_Work required:_ Please rewrite all the rows below with every "yields" changed to "returns", keeping everything else the same and leaving out the pictures.

_Records provided:_
┄┄┄┄┄┄
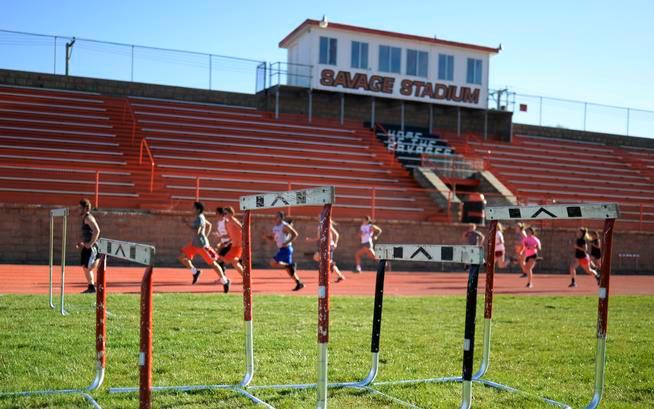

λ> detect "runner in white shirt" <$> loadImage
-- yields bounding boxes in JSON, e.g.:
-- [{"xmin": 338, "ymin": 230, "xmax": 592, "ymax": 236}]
[
  {"xmin": 354, "ymin": 216, "xmax": 382, "ymax": 273},
  {"xmin": 495, "ymin": 223, "xmax": 509, "ymax": 268}
]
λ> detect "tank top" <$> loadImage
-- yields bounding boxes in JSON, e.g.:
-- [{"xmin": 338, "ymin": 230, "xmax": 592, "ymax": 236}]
┄┄┄┄┄┄
_Answer to the exercise:_
λ> detect "runner in white shirt" <$> loadImage
-- returns bounding boxes in JSON, e.g.:
-- [{"xmin": 338, "ymin": 230, "xmax": 592, "ymax": 236}]
[
  {"xmin": 354, "ymin": 216, "xmax": 382, "ymax": 273},
  {"xmin": 495, "ymin": 223, "xmax": 509, "ymax": 268}
]
λ> detect "tank top" <$> loadImage
-- returns bounding boxes in JSON, e.g.:
-- [{"xmin": 338, "ymin": 230, "xmax": 592, "ymax": 236}]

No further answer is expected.